* **Trecho fornecido**
.....
O
ex-presidente-executivo dos Escoteiros da França e ex-secretário geral
adjunto da Organização Mundial do Movimento Escoteiro, Dominique
Bénard possui uma rica experiência em voluntariado e já vivenciou o
Escotismo e o benefício da educação não formal em diversas
perspectivas. Hoje ele está envolvido em diversos projetos no
Afeganistão e reforça a importância dos trabalhos voluntários que
desenvolveu ao longo dos anos. Dominique Bérnard frisa, inclusive, que
esses cargos são tão relevantes quanto suas posições profissionais.
Para ele, “a verdadeira força do Movimento Escoteiro é sua enorme
rede de voluntários”. E por ser um grande nome no Escotismo, Dominique
Bérnard será um dos palestrantes da primeira edição do Congresso
Nacional Escoteiro de Educação, que acontece entre os dias 22 e 24 de
novembro em Hong Kong, na China. O evento reunirá pessoas de mais de
200 países e territórios onde há escoteiros para debater e trocar
experiências sobre os aspectos educacionais do Movimento. Todo o
congresso será transmitido online e você pode acompanhar pelo site www.worldscouteducationcongress.org.
A equipe do Congresso Mundial Escoteiro de Educação (WSEC) teve o
privilégio de conversar e discutir com Dominique Bénard sobre vários
temas – incluindo seu discurso no evento, sua percepção da juventude de
hoje, e seus pensamentos sobre a educação formal e a não formal, entre
muitos outros tópicos. Abaixo você confere o bate-papo com um dos
grandes nomes do Escotismo Mundial.
WSEC: Você pode explicar, em poucas palavras, o conteúdo do seu discurso no Congresso?
.....
* **Material fornecido**
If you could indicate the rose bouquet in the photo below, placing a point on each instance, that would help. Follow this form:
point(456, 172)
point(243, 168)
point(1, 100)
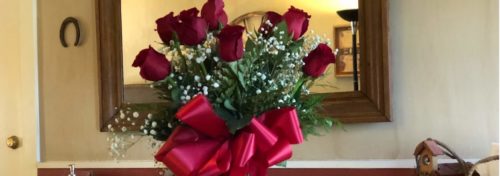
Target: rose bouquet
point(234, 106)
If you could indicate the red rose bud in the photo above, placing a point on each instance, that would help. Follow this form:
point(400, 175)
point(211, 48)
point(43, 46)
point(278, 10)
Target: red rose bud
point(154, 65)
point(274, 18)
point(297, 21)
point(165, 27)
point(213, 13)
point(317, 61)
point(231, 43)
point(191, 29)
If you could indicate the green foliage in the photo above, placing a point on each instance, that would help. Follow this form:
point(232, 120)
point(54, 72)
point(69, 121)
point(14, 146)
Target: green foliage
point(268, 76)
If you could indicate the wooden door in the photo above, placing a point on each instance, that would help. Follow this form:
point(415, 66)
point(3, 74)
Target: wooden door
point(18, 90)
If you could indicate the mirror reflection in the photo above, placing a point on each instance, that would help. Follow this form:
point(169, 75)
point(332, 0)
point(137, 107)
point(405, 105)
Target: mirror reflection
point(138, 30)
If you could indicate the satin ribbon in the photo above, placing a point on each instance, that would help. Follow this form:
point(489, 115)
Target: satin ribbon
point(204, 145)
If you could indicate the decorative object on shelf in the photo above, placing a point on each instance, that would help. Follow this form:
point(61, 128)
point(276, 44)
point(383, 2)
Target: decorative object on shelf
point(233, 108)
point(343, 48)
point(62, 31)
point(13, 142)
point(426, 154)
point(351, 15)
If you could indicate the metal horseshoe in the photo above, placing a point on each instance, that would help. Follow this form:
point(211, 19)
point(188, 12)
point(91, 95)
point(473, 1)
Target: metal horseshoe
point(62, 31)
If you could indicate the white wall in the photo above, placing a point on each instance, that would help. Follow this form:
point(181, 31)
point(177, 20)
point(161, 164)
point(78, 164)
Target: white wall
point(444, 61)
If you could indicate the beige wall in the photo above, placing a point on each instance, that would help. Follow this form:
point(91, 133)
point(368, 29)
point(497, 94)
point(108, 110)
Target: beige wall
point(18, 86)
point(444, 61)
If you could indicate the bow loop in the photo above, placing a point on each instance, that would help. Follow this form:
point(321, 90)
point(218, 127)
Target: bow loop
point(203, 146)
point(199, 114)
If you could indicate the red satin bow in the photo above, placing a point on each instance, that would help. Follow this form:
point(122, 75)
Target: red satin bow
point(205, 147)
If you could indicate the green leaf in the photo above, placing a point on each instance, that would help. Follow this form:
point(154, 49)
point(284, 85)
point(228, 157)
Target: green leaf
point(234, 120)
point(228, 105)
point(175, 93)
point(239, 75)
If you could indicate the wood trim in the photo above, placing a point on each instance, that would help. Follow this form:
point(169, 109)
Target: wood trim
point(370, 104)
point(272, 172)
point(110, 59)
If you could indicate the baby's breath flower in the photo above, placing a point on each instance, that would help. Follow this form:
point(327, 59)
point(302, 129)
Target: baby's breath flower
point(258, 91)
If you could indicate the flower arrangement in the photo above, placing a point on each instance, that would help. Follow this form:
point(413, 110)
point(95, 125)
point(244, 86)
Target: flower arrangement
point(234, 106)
.....
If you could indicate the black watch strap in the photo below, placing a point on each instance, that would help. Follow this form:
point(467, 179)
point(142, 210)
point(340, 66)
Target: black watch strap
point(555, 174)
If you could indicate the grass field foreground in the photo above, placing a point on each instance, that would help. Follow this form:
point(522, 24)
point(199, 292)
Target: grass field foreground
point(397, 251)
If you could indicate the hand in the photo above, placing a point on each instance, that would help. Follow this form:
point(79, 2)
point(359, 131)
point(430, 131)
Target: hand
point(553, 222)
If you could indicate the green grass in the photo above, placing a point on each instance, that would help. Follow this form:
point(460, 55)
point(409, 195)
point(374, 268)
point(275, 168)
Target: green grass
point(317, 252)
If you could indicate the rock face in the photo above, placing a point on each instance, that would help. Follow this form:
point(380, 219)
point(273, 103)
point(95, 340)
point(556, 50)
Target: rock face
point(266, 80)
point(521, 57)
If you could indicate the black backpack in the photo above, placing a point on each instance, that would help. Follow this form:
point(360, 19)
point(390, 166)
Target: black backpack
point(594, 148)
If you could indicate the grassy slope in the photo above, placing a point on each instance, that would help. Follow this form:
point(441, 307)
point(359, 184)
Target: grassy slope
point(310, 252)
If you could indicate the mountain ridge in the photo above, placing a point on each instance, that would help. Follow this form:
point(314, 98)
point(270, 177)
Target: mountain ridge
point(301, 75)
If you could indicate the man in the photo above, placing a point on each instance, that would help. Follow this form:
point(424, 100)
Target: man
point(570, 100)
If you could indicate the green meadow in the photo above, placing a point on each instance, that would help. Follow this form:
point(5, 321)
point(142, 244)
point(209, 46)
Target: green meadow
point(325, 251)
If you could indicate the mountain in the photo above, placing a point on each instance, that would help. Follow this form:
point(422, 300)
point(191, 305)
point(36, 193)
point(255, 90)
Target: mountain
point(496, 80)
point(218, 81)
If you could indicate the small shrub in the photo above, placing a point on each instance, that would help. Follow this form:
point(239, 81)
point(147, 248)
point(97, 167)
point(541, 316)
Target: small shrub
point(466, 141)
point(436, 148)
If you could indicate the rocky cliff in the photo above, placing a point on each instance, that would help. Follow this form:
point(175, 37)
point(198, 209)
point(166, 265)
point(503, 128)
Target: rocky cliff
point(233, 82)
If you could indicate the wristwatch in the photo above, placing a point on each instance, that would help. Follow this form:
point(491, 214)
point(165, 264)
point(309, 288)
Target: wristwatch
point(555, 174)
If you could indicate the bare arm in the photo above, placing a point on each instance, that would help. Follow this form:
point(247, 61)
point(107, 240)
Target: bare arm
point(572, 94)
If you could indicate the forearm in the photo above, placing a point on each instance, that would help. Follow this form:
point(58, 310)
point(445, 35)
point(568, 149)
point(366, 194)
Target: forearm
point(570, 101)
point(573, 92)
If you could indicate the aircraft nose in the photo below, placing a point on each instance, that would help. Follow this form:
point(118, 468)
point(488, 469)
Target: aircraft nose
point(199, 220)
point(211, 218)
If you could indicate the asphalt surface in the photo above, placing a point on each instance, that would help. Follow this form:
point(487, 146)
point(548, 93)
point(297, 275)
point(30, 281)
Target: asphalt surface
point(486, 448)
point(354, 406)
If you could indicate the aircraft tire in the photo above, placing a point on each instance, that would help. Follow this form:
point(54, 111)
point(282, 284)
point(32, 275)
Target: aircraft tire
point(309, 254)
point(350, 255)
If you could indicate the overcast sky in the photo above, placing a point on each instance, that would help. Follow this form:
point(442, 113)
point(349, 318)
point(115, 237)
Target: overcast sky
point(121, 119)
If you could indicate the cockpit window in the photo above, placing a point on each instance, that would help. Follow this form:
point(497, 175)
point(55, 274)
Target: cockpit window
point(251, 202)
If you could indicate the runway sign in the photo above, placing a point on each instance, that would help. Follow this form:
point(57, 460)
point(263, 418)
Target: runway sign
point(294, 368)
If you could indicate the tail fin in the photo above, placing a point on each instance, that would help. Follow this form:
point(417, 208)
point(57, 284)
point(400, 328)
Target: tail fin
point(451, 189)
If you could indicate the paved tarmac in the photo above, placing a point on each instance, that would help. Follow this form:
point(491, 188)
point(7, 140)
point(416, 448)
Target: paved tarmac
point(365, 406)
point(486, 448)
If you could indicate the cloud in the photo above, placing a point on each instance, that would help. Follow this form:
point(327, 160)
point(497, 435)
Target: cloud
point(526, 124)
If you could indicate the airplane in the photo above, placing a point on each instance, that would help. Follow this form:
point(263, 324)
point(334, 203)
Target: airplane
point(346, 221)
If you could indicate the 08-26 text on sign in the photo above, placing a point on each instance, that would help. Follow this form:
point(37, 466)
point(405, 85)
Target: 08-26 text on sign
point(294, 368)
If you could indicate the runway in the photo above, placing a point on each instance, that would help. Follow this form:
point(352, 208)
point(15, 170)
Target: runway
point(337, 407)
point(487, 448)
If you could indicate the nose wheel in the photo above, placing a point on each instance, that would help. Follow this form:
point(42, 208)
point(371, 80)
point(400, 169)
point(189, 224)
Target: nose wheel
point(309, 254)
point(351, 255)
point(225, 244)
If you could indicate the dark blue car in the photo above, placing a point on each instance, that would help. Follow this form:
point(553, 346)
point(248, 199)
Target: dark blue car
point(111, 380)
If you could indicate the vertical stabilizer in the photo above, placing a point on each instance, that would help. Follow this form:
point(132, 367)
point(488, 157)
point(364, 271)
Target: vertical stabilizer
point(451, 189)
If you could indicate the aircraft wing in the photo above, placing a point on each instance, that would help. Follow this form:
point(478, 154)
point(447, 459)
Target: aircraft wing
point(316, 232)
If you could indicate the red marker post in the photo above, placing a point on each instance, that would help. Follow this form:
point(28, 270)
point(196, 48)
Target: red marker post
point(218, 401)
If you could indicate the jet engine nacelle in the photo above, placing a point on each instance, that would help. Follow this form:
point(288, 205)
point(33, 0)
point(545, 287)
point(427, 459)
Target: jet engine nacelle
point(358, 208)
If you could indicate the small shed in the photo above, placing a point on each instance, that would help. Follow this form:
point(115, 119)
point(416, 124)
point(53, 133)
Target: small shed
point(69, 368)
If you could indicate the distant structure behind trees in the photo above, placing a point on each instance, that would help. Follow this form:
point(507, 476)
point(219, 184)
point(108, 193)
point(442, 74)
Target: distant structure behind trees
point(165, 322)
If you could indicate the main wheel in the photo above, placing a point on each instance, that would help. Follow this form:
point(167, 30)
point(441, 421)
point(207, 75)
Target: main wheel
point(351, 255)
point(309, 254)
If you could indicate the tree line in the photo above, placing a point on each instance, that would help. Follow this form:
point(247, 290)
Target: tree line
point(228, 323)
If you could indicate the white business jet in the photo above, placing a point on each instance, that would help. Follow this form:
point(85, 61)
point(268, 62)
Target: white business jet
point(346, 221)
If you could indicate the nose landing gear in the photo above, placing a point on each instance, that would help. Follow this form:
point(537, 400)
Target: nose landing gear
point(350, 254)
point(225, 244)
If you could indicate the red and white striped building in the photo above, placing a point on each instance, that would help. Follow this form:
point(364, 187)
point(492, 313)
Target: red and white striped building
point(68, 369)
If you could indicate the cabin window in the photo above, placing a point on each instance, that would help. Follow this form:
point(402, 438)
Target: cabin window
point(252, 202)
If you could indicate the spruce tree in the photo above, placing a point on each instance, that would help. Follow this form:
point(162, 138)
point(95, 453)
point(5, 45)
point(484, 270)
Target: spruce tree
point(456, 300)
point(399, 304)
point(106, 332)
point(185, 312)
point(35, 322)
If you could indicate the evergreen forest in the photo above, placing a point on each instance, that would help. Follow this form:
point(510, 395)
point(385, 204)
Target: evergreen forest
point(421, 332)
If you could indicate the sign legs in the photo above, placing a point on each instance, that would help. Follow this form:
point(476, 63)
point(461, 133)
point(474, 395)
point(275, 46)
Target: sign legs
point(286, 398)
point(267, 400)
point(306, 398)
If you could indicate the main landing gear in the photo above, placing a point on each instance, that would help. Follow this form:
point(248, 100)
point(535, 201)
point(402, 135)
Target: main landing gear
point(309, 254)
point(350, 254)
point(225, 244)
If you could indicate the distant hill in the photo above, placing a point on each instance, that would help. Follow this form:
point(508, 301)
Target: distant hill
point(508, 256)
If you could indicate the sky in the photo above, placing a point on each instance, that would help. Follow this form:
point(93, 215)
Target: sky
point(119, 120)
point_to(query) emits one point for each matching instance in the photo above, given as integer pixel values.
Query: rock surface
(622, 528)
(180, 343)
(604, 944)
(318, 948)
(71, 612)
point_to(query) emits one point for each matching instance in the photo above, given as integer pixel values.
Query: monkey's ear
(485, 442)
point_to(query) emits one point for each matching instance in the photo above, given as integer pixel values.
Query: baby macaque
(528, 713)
.....
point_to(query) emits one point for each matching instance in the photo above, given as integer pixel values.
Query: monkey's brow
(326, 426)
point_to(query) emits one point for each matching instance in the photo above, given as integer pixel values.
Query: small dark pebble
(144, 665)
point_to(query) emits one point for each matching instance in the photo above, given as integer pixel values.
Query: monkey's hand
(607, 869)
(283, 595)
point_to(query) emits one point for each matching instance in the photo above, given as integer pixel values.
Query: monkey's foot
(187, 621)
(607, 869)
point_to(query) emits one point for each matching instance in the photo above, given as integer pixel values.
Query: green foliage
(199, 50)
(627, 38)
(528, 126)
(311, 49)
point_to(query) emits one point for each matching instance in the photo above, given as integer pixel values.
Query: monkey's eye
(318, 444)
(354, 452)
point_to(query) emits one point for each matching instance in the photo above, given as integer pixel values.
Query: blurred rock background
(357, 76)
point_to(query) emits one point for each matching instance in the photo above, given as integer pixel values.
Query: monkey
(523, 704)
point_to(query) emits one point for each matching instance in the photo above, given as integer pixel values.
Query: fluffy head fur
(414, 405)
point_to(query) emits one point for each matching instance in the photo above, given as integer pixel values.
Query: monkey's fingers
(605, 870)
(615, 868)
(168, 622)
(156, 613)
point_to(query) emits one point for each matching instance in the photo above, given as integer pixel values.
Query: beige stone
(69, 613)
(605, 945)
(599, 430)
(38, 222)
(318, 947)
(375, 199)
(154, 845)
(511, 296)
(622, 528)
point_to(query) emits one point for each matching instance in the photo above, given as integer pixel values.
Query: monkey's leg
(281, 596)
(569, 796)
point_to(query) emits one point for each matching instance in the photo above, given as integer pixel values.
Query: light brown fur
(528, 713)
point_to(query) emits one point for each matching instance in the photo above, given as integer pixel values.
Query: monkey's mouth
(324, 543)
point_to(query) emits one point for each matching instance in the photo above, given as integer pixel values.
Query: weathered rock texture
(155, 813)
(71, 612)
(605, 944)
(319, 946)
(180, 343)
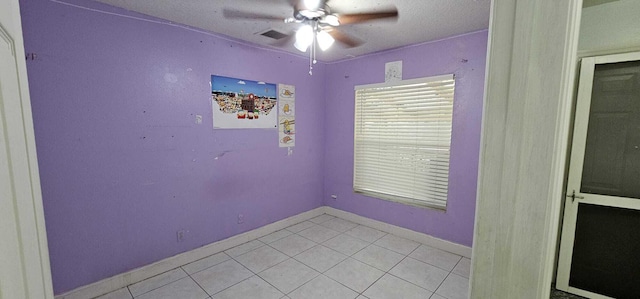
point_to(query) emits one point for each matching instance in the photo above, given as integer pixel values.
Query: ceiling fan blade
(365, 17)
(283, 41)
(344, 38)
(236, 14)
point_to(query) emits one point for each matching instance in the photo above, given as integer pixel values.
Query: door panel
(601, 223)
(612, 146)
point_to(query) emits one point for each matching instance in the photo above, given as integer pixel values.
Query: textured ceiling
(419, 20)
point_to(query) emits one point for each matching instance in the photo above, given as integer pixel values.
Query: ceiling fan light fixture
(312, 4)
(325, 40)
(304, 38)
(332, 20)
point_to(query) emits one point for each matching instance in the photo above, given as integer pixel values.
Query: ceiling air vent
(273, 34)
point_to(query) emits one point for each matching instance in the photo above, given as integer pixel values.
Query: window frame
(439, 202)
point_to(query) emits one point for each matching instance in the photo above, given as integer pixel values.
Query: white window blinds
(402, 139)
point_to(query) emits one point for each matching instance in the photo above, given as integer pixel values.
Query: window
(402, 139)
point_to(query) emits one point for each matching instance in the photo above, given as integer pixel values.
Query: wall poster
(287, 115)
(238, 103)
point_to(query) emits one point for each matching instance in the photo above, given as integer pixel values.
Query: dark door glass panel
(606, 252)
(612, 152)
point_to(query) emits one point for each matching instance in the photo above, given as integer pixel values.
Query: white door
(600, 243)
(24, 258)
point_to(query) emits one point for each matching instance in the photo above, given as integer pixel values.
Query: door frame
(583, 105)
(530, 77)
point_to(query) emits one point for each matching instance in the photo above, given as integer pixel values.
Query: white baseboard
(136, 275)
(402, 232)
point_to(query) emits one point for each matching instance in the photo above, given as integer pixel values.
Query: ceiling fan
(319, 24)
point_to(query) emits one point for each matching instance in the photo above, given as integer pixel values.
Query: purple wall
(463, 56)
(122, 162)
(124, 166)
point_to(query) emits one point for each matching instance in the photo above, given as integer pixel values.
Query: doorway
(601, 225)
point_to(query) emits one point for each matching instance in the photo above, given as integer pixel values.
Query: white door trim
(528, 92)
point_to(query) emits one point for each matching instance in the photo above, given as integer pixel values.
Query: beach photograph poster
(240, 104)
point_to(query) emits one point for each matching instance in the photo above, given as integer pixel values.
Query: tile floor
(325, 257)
.....
* **Tarefas e exercícios**
a. Diga se cada afirmação concorda com o trecho sobre Dominique Bénard, respondendo sim ou não e citando as palavras do texto que decidem: (i) Bénard já ocupou um cargo na Organização Mundial do Movimento Escoteiro; (ii) o congresso será realizado em Paris; (iii) Bénard considera seus cargos voluntários menos importantes que suas posições profissionais.
b. Prolongue o trecho sobre Dominique Bénard a partir do ponto em que ele para.
As linhas não fazem falta para resolver nenhuma das tarefas.

* **Respostas das tarefas**
a.
(i) Sim: "ex-secretário geral adjunto da Organização Mundial do Movimento Escoteiro".
(ii) Não: "em Hong Kong, na China".
(iii) Não: "esses cargos são tão relevantes quanto suas posições profissionais".

b.
Dominique: Eu comecei a minha carreira profissional como
psicólogo no sistema de ensino na França, e a partir deste momento eu
fiquei convencido de que é impossível transmitir valores, habilidades e
conhecimentos para os jovens apenas por meio de aulas. Conforme
demonstrado por pesquisas, a única maneira de apoiar os alunos na
aquisição de valores, habilidades e conhecimentos é propor-lhes um
ambiente de aprendizagem baseado na experiência, no diálogo e na
cooperação. Assim, a minha palestra é entitulada: "A aprendizagem por
meio da experiência, do diálogo e da cooperação". Eu acredito que estes
são os pilares do Método Escoteiro e que o sistema de educação formal
também deve adotar essa abordagem.
WSEC: O que é "juventude" para você?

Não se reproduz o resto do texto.